(Shape annotation entries)
- - - - -

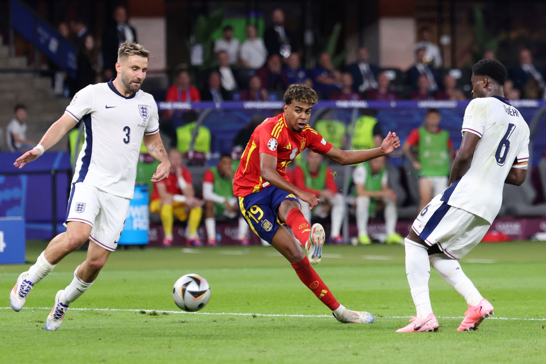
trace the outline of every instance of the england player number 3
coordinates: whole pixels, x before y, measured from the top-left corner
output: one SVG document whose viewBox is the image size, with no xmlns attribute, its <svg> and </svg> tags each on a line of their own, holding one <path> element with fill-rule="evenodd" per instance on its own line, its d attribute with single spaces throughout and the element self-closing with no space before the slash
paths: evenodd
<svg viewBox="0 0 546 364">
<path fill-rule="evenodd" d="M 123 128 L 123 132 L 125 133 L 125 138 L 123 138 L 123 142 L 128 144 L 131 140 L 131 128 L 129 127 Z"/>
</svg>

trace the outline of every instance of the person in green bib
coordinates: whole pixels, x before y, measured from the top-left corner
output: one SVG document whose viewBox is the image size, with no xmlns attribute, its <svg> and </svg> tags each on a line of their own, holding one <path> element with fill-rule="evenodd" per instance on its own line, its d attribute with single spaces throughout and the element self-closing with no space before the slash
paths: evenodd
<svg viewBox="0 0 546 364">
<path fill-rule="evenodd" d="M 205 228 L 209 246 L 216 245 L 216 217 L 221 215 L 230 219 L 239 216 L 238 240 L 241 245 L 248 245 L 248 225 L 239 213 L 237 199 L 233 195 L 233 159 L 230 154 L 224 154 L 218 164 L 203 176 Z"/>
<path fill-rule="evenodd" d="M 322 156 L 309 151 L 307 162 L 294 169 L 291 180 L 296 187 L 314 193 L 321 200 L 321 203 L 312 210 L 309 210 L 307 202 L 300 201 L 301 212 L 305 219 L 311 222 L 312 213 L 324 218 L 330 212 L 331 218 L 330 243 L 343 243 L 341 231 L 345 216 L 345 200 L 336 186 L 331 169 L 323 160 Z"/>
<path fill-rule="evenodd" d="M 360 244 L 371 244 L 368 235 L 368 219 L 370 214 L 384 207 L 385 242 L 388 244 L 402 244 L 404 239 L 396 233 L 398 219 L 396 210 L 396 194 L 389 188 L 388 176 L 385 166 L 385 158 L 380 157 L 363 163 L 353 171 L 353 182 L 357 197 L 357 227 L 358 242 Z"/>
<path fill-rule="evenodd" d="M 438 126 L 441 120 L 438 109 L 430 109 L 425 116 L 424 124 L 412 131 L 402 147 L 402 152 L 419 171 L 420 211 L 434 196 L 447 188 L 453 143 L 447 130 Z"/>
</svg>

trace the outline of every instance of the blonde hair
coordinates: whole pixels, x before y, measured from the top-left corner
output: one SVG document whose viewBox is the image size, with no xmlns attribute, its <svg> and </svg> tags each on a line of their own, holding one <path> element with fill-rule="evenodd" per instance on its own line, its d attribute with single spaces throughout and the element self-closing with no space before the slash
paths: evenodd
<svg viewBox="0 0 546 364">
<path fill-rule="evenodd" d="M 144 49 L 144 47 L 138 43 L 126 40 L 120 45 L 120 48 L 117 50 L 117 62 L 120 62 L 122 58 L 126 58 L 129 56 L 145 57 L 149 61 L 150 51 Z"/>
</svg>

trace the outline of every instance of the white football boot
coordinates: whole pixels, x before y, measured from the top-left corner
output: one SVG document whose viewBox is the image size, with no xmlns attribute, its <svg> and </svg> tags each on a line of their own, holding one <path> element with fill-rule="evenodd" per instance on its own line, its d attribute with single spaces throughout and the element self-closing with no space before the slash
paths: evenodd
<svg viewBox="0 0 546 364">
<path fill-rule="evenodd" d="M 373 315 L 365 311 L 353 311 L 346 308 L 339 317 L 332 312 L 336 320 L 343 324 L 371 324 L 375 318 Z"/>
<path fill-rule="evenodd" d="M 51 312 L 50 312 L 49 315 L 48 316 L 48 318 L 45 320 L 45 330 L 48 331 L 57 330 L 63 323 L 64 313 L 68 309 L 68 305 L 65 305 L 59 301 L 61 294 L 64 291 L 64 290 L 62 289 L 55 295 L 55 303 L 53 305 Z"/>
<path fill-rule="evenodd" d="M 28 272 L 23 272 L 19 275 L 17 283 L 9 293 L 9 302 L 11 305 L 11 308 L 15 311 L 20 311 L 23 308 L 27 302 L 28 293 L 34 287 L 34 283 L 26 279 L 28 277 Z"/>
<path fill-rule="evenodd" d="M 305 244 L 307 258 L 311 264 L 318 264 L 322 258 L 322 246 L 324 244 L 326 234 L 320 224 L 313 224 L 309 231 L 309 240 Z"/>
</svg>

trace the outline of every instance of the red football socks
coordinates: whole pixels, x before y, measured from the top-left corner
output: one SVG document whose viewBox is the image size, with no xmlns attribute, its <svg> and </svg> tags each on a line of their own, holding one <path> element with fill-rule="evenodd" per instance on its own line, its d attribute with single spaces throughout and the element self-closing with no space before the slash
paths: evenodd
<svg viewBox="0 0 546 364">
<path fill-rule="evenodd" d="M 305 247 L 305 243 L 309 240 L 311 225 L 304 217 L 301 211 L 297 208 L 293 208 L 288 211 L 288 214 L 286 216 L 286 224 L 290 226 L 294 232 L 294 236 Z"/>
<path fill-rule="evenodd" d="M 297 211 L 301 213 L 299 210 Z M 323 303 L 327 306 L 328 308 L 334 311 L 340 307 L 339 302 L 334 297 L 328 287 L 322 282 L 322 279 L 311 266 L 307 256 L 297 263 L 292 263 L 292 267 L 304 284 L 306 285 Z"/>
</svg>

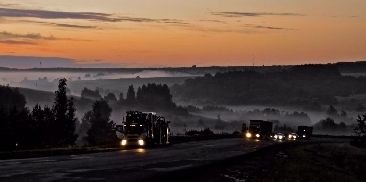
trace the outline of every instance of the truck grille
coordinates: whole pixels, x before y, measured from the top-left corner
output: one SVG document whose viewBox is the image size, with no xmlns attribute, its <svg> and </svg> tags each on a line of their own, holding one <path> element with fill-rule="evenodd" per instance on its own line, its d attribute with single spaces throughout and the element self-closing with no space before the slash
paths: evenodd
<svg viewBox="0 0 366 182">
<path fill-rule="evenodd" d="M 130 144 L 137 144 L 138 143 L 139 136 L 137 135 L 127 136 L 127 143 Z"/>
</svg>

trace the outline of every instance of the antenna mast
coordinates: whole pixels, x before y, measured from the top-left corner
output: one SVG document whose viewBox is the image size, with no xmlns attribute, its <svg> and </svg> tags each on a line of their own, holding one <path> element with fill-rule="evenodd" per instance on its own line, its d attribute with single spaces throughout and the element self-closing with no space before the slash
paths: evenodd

- - - - -

Could you write out all the items above again, swapping "whole pixels" for "integer pixels" wherever it occurs and changing nothing else? Leave the pictures out of your answer.

trace the outline of every instance of the england player number 3
coordinates: integer pixels, x before y, measured from the top-left corner
output: one SVG document whose viewBox is the image size, with no xmlns attribute, its <svg> and </svg> tags each on a line of their own, holding one <path> element with fill-rule="evenodd" per instance on its own line, its d attribute with single spaces throughout and the element self-closing with no space before the slash
paths: evenodd
<svg viewBox="0 0 546 364">
<path fill-rule="evenodd" d="M 123 128 L 123 132 L 125 133 L 125 138 L 123 138 L 123 142 L 128 144 L 131 140 L 131 128 L 129 127 Z"/>
</svg>

trace the outline of every instance of the person in green bib
coordinates: integer pixels, x before y, measured from the top-left corner
output: one SVG document whose viewBox is the image size, with no xmlns attribute, its <svg> and </svg> tags each on a line of their own, holding one <path> element with fill-rule="evenodd" per instance on its own line, its d attribute with single spaces throughout and the element self-closing with no space before the slash
paths: evenodd
<svg viewBox="0 0 546 364">
<path fill-rule="evenodd" d="M 205 228 L 209 246 L 216 245 L 216 217 L 221 215 L 230 219 L 239 216 L 238 240 L 241 245 L 248 245 L 248 225 L 239 213 L 237 199 L 233 195 L 233 159 L 230 154 L 224 154 L 218 164 L 203 176 Z"/>
<path fill-rule="evenodd" d="M 322 156 L 309 151 L 307 162 L 294 169 L 291 180 L 296 187 L 314 193 L 321 200 L 321 203 L 312 210 L 309 210 L 307 202 L 300 201 L 301 212 L 305 219 L 311 222 L 312 213 L 324 218 L 330 212 L 331 218 L 330 243 L 343 243 L 341 231 L 345 216 L 345 200 L 336 186 L 331 169 L 323 160 Z"/>
<path fill-rule="evenodd" d="M 360 244 L 371 244 L 368 235 L 368 219 L 370 214 L 384 207 L 385 242 L 388 244 L 402 244 L 404 239 L 396 233 L 398 219 L 396 210 L 396 194 L 389 188 L 388 176 L 385 166 L 385 158 L 380 157 L 363 163 L 353 171 L 353 182 L 357 197 L 357 227 L 358 242 Z"/>
<path fill-rule="evenodd" d="M 438 126 L 441 120 L 438 109 L 430 109 L 425 116 L 424 124 L 412 131 L 402 147 L 402 152 L 419 171 L 420 211 L 434 196 L 447 188 L 453 143 L 447 130 Z"/>
</svg>

trace the outline of every instance of the blonde hair
coordinates: integer pixels, x before y, measured from the top-left corner
output: one SVG document whose viewBox is the image size, with no xmlns attribute, its <svg> and </svg> tags each on a line of their own, holding one <path> element with fill-rule="evenodd" per instance on its own line, its d attribute with single spaces throughout and the element self-closing with no space before the slash
paths: evenodd
<svg viewBox="0 0 546 364">
<path fill-rule="evenodd" d="M 144 49 L 144 47 L 138 43 L 126 40 L 120 45 L 120 48 L 117 50 L 117 62 L 120 62 L 122 58 L 126 58 L 129 56 L 145 57 L 149 61 L 150 51 Z"/>
</svg>

trace the outline of every instance of the white football boot
coordinates: integer pixels, x before y, measured from the top-left corner
output: one SVG document whose viewBox is the image size, with no xmlns attribute, its <svg> and </svg> tags each on a line of their own, holding one <path> element with fill-rule="evenodd" per instance on its own line, its d attribute with single spaces throughout and the element self-closing with no space before the slash
paths: evenodd
<svg viewBox="0 0 546 364">
<path fill-rule="evenodd" d="M 373 315 L 365 311 L 353 311 L 346 308 L 339 317 L 332 312 L 336 320 L 343 324 L 371 324 L 375 318 Z"/>
<path fill-rule="evenodd" d="M 51 312 L 50 312 L 49 315 L 48 316 L 48 318 L 45 320 L 45 330 L 48 331 L 57 330 L 63 323 L 64 313 L 68 309 L 68 305 L 65 305 L 59 301 L 61 294 L 64 291 L 64 290 L 62 289 L 55 295 L 55 303 L 53 305 Z"/>
<path fill-rule="evenodd" d="M 28 272 L 23 272 L 19 275 L 17 283 L 9 293 L 9 302 L 11 305 L 11 308 L 15 311 L 20 311 L 23 308 L 27 302 L 28 293 L 34 287 L 34 283 L 26 279 L 28 277 Z"/>
<path fill-rule="evenodd" d="M 305 244 L 307 258 L 311 264 L 318 264 L 322 258 L 322 246 L 324 244 L 326 234 L 320 224 L 313 224 L 309 231 L 309 240 Z"/>
</svg>

trace the outline of every instance of the red football socks
coordinates: integer pixels, x before y, measured from the top-left corner
output: one SVG document whose viewBox is the image size, with no xmlns attribute, its <svg> and </svg> tags each on a line of their own, holding one <path> element with fill-rule="evenodd" per instance on its own line, its d attribute with single spaces throughout and the element self-closing with no space before the slash
paths: evenodd
<svg viewBox="0 0 546 364">
<path fill-rule="evenodd" d="M 305 247 L 305 243 L 309 240 L 311 225 L 304 217 L 301 211 L 297 208 L 293 208 L 288 211 L 288 214 L 286 216 L 286 224 L 290 226 L 294 232 L 294 236 Z"/>
<path fill-rule="evenodd" d="M 297 211 L 301 213 L 299 210 Z M 323 303 L 327 306 L 328 308 L 334 311 L 340 307 L 339 302 L 334 297 L 328 287 L 322 282 L 322 279 L 311 266 L 307 256 L 297 263 L 292 263 L 292 267 L 304 284 L 306 285 Z"/>
</svg>

trace the outline of every instance of the truck grille
coordinates: integer pixels, x before y, measured from the top-left corner
output: one SVG document whose viewBox is the image size, with no xmlns attribute, its <svg> and </svg> tags each on a line of their own, holding one <path> element with fill-rule="evenodd" per instance on its own line, its d attribute with single spaces throughout and the element self-closing with no space before the slash
paths: evenodd
<svg viewBox="0 0 366 182">
<path fill-rule="evenodd" d="M 130 144 L 137 144 L 138 143 L 139 136 L 137 135 L 127 136 L 127 143 Z"/>
</svg>

trace the outline of every instance of the antenna mast
coordinates: integer pixels, x before y, measured from the top-left corner
output: one SVG document whose viewBox is the image size, with no xmlns attribute, its <svg> and </svg> tags each on a line of their own, holding one <path> element with fill-rule="evenodd" per instance on its own line, its d attribute with single spaces throughout and the element self-closing with no space before the slash
paths: evenodd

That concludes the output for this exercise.